[Source text Boundary: Start]

This year, as Voodoo celebrated its 15th birthday, Design Build Adventure was hired to create the site plan for and then manage the festival’s general admission and VIP camping areas. On the technical side, this entailed mapping out electrical and plumbing and staging locations for medical, security, hospitality, entrances and exits, and so forth. On the more creative side, it involved designing and furnishing the interiors of the VIP safari tents and hospitality area and then coordinating with all the vendors to make their vision a reality.
When it was all said and done, however, our guys found themselves gaining experience and expertise in areas well beyond what they were hired to do.
And that was intentionally so.
“From a DBA services standpoint, we were doing research for Voodoo on how to do this — how to staff the camping areas and how to create the right mood and spirit that’s conducive to good camping,” says Jack. “Our strategy was to do a little bit of everything so that our suggestions about how to do it even better in the future are not abstract opinions, but based on real, hands-on experience.”

[Source text Boundary: End]
[Supplied entries Boundary: Start]

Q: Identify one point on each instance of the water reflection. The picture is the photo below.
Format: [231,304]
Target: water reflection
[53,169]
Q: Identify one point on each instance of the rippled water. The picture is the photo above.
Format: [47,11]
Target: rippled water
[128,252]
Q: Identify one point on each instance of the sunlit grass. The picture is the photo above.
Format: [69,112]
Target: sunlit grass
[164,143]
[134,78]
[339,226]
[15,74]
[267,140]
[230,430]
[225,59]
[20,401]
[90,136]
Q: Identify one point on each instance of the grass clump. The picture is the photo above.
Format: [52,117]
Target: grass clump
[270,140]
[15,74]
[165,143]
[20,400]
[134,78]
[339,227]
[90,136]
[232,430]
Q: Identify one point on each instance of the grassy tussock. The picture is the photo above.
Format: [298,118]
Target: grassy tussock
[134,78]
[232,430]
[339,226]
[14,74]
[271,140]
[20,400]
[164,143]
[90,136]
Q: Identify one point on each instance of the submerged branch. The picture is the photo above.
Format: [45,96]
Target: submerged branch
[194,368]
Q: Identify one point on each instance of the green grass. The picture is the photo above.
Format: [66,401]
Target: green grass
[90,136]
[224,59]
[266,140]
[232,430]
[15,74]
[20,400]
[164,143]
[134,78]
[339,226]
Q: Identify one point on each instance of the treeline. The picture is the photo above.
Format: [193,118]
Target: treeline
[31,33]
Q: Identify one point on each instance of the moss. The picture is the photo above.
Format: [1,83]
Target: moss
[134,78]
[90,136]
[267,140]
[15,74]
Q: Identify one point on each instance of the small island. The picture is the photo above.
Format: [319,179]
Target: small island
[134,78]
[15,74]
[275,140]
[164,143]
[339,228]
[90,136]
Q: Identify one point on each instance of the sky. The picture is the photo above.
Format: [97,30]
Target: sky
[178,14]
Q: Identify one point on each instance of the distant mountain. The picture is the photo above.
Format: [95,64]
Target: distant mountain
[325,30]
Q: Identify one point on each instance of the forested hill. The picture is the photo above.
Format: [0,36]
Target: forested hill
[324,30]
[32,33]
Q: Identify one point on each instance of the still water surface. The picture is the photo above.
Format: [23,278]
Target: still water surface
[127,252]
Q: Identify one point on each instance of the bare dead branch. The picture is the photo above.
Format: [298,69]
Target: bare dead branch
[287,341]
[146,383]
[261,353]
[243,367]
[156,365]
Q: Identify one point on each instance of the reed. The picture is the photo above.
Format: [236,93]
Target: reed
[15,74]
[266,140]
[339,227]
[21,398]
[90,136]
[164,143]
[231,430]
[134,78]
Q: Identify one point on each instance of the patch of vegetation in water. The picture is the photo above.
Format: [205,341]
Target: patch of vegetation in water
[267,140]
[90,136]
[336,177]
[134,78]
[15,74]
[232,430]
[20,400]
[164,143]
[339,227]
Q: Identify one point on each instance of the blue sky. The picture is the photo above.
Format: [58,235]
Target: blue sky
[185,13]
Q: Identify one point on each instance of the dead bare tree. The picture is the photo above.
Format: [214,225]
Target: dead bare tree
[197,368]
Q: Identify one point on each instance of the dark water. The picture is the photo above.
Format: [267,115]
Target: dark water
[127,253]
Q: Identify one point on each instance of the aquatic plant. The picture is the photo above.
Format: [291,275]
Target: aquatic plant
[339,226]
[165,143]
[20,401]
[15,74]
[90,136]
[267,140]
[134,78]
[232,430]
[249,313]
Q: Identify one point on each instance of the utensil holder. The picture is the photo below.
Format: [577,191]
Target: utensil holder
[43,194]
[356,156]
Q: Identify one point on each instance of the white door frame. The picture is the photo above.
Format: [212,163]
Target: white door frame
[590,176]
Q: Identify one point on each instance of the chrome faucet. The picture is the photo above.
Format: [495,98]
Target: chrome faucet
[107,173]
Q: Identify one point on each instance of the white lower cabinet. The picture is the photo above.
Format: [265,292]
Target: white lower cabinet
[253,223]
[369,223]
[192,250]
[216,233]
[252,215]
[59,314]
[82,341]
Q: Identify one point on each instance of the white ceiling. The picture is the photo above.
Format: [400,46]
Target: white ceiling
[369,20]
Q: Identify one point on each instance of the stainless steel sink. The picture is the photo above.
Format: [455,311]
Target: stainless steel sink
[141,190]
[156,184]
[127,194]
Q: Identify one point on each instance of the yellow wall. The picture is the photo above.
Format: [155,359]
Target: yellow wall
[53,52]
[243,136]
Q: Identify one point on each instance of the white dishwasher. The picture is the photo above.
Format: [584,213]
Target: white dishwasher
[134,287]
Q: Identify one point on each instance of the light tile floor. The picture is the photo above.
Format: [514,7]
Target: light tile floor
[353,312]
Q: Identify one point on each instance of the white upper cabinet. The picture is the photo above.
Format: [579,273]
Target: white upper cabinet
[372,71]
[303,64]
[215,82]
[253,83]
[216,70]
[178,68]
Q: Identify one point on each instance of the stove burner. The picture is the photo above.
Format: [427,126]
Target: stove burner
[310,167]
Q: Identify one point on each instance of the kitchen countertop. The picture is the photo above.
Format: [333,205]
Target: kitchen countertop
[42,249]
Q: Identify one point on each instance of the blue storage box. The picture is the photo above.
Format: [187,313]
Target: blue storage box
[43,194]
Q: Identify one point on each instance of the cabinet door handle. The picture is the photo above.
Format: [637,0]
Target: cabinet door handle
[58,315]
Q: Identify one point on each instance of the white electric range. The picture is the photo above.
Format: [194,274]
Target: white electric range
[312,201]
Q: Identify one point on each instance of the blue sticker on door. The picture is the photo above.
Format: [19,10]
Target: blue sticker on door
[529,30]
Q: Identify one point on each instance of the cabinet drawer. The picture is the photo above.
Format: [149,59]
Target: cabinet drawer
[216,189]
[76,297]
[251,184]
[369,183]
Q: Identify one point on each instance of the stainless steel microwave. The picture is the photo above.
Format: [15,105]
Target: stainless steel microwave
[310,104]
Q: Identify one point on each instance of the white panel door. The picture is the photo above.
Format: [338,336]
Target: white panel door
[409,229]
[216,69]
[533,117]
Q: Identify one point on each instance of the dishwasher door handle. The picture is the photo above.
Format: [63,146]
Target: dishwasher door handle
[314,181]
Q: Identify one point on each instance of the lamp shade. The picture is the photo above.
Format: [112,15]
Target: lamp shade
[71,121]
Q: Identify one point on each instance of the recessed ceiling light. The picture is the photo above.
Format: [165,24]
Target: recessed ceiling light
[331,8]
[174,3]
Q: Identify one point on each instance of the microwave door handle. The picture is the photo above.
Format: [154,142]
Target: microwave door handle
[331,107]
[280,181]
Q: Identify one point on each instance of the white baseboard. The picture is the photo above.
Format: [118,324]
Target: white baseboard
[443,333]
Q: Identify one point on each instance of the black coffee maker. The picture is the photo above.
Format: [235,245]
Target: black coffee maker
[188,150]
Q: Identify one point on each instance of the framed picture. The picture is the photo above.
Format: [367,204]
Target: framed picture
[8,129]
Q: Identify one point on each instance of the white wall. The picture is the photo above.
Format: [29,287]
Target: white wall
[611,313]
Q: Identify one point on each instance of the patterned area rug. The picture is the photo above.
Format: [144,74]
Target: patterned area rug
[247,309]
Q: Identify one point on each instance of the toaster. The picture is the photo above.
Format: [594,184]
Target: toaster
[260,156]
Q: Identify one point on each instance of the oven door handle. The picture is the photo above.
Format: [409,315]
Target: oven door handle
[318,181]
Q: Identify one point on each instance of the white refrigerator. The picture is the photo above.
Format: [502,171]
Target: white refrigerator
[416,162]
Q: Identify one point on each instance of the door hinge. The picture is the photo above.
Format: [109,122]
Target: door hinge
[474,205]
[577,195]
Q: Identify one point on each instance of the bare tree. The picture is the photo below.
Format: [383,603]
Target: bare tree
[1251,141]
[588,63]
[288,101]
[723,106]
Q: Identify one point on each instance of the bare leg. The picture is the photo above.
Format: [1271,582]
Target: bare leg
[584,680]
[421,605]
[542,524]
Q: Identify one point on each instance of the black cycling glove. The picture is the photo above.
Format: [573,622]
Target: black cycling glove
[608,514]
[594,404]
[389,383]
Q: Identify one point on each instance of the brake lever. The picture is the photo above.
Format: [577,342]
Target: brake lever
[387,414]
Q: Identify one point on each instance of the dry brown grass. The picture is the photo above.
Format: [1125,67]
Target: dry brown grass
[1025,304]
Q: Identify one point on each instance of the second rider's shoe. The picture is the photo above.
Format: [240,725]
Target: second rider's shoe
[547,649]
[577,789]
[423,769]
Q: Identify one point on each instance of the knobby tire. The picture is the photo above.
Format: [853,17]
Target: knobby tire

[Supplied entries Boundary: End]

- The task -
Reproduce word for word the part of the text on Voodoo's camping areas that opens with the words containing "This year, as" and closes with "was intentionally so.".

- Solution to this exercise -
This year, as Voodoo celebrated its 15th birthday, Design Build Adventure was hired to create the site plan for and then manage the festival’s general admission and VIP camping areas. On the technical side, this entailed mapping out electrical and plumbing and staging locations for medical, security, hospitality, entrances and exits, and so forth. On the more creative side, it involved designing and furnishing the interiors of the VIP safari tents and hospitality area and then coordinating with all the vendors to make their vision a reality.
When it was all said and done, however, our guys found themselves gaining experience and expertise in areas well beyond what they were hired to do.
And that was intentionally so.